Stored dataset items:
----
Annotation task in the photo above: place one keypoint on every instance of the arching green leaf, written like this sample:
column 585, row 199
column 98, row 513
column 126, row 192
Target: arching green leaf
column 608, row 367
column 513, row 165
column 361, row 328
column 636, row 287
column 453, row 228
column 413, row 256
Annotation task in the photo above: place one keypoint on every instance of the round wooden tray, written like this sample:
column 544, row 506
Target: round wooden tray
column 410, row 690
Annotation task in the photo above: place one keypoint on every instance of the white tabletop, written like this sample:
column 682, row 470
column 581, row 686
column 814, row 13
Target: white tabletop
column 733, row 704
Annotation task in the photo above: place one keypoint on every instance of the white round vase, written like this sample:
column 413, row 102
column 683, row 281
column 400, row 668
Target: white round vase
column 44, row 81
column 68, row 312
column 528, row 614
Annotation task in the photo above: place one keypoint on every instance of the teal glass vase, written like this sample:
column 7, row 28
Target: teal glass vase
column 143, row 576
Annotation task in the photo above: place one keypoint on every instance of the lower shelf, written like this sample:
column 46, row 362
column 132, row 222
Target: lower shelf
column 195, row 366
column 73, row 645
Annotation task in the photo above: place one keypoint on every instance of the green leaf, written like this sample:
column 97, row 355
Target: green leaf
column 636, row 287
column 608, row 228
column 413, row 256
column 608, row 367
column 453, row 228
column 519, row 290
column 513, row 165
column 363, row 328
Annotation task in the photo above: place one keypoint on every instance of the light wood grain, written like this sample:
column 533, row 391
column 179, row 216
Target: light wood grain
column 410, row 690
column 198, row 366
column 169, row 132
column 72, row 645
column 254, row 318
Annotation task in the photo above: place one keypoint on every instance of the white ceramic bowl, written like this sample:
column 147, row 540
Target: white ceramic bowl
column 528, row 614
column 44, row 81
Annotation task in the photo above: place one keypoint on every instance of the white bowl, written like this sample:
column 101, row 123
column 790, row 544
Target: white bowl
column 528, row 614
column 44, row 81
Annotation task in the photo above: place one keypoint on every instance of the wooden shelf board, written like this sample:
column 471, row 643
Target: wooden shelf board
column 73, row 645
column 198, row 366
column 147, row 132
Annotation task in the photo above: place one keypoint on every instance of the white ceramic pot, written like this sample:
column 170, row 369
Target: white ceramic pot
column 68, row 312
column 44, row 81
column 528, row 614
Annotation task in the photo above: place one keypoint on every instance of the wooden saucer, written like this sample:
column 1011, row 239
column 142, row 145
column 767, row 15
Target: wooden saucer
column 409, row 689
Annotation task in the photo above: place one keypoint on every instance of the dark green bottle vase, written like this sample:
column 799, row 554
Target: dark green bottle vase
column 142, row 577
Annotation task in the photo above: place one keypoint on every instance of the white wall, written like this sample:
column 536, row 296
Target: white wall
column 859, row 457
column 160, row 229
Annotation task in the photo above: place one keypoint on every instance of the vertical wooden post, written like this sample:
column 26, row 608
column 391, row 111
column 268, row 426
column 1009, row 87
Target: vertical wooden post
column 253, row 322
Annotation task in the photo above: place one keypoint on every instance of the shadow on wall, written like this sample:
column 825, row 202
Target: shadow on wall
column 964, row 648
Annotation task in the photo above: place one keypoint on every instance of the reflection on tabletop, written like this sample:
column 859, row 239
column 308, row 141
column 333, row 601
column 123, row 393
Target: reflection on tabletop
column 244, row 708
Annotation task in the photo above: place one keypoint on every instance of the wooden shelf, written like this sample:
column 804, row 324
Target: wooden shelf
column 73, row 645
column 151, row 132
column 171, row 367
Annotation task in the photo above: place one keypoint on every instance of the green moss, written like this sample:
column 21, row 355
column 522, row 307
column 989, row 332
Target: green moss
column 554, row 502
----
Problem description: The answer should reproduce all of the data without any alteration.

Response below:
Annotation task in the photo above: place one keypoint on every instance of the arching green leaf, written like this sample:
column 585, row 199
column 98, row 513
column 126, row 192
Target: arching green leaf
column 608, row 367
column 513, row 165
column 361, row 328
column 636, row 287
column 453, row 228
column 413, row 256
Annotation task in the photo above: place one keypoint on every instance of the round wooden tray, written like this sample:
column 544, row 506
Target: round wooden tray
column 410, row 690
Annotation task in the photo above: place one keypoint on every instance of the white tabletop, written like this sample:
column 682, row 470
column 581, row 686
column 814, row 13
Target: white tabletop
column 733, row 704
Annotation task in the photo above: place one keypoint on every instance of the white round vase, written like this sample:
column 413, row 102
column 683, row 281
column 400, row 668
Target: white round vase
column 44, row 81
column 68, row 312
column 528, row 614
Annotation task in the photo above: place one keypoint on every instance of the teal glass vase, written like this sample:
column 7, row 28
Target: teal glass vase
column 143, row 576
Annotation task in the photo above: place one keypoint on every instance of the lower shelf, written like this sample:
column 46, row 362
column 132, row 222
Target: lower shelf
column 195, row 366
column 73, row 645
Annotation task in the photo above: place one keypoint on every instance of the green leaf, written like this sample:
column 97, row 355
Target: green leaf
column 636, row 287
column 608, row 228
column 413, row 256
column 608, row 367
column 453, row 228
column 519, row 290
column 513, row 165
column 363, row 328
Annotation task in the photo above: place one keypoint on every instance of the light wood grain, written like this sample:
column 533, row 391
column 179, row 216
Target: light wood grain
column 410, row 690
column 198, row 366
column 169, row 132
column 72, row 645
column 254, row 318
Annotation task in the photo above: place one keypoint on every instance of the white ceramic bowl, written like this sample:
column 147, row 540
Target: white ceramic bowl
column 528, row 614
column 44, row 81
Annotation task in the photo above: place one keypoint on every instance of the white bowl, written like this sample:
column 101, row 123
column 790, row 544
Target: white bowl
column 528, row 614
column 44, row 81
Annotation task in the photo above: place one keypoint on every instance of the wooden shelf board, written like this sample:
column 471, row 643
Target: wooden shelf board
column 73, row 645
column 198, row 366
column 147, row 132
Annotation task in the photo above: place one keypoint on every instance of the white ceramic pot, written like this sample:
column 170, row 369
Target: white ceramic pot
column 68, row 312
column 44, row 81
column 528, row 614
Annotation task in the photo above: place one keypoint on every instance of the wooden saucer, written like this sample:
column 1011, row 239
column 142, row 145
column 767, row 15
Target: wooden saucer
column 409, row 689
Annotation task in the photo above: place one keypoint on every instance of the dark green bottle vase, written like this sample:
column 799, row 554
Target: dark green bottle vase
column 142, row 577
Annotation task in the photo above: place one keypoint on every instance of the white wall, written like this sample:
column 536, row 296
Target: white wall
column 859, row 457
column 160, row 229
Annotation task in the photo above: place one keypoint on every instance of the vertical wooden post, written like this sample:
column 26, row 608
column 391, row 111
column 268, row 426
column 1009, row 87
Target: vertical wooden post
column 253, row 322
Annotation task in the photo above: place one keypoint on every instance of the shadow on wall, written like this sample:
column 825, row 202
Target: shadow on wall
column 964, row 648
Annotation task in the photo above: place one keypoint on every instance of the reflection on tabletop, written like this sample:
column 859, row 239
column 308, row 141
column 333, row 601
column 123, row 393
Target: reflection on tabletop
column 244, row 708
Annotation task in the photo above: place one keypoint on every instance of the wooden shelf, written like this sample:
column 804, row 324
Target: wooden shelf
column 73, row 645
column 151, row 132
column 171, row 367
Annotation task in the photo above: place one keypoint on every instance of the green moss, written like this sample:
column 21, row 355
column 522, row 307
column 989, row 332
Target: green moss
column 554, row 502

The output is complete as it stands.